### PROBLEM STATEMENT
Format the lines from the very first one through the one containing "0, 0, 800, 178", both included, as a Markdown table with the columns No. and Line. Skip blank lines, and leave the pictures out.

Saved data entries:
:::
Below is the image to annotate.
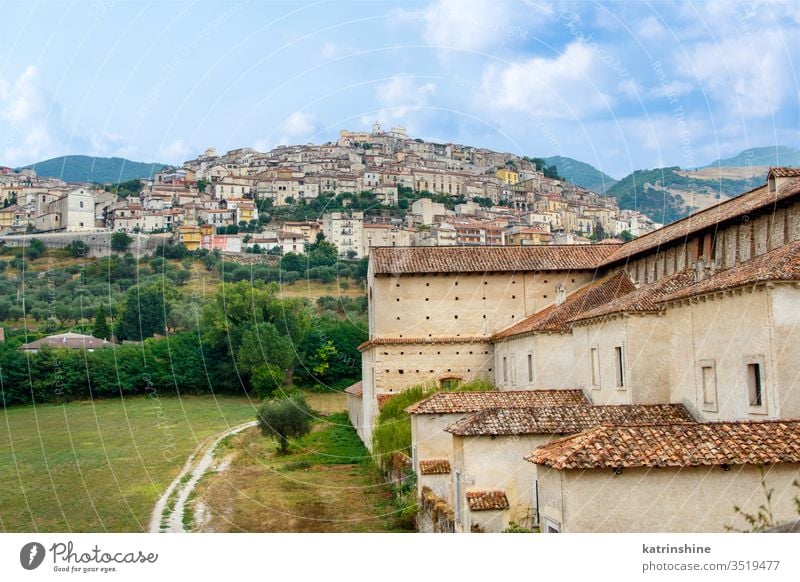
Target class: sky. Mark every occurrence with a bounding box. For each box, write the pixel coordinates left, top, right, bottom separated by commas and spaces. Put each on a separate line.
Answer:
0, 0, 800, 178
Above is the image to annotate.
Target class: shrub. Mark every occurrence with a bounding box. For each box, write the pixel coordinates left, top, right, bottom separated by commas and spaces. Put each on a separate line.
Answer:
256, 393, 313, 455
372, 379, 496, 464
111, 232, 133, 252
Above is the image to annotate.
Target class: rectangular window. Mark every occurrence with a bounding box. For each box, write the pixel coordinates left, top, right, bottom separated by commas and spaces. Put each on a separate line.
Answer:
509, 354, 517, 386
747, 363, 764, 408
700, 360, 717, 412
456, 470, 462, 523
614, 346, 625, 388
528, 354, 533, 384
589, 348, 600, 389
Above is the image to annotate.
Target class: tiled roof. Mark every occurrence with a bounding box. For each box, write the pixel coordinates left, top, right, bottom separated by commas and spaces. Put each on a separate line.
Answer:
769, 168, 800, 178
526, 420, 800, 469
344, 381, 364, 396
494, 271, 636, 339
419, 459, 450, 475
370, 245, 620, 275
467, 491, 509, 511
358, 335, 491, 352
572, 271, 694, 322
406, 390, 589, 414
664, 241, 800, 301
598, 181, 800, 266
445, 404, 694, 436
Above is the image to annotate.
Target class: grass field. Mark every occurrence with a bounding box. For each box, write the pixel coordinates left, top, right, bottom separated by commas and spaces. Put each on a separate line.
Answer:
:::
### RESPONSE TO THE EXERCISE
| No. | Line |
|---|---|
| 1 | Below is the image to annotate. |
| 2 | Target class: sky. Mark every occurrence with a bounding box. For each box, write the pixel coordinates left, top, right, bottom separated by commas and spaces. Put each on a separate line. |
| 3 | Answer: |
| 4 | 0, 0, 800, 178 |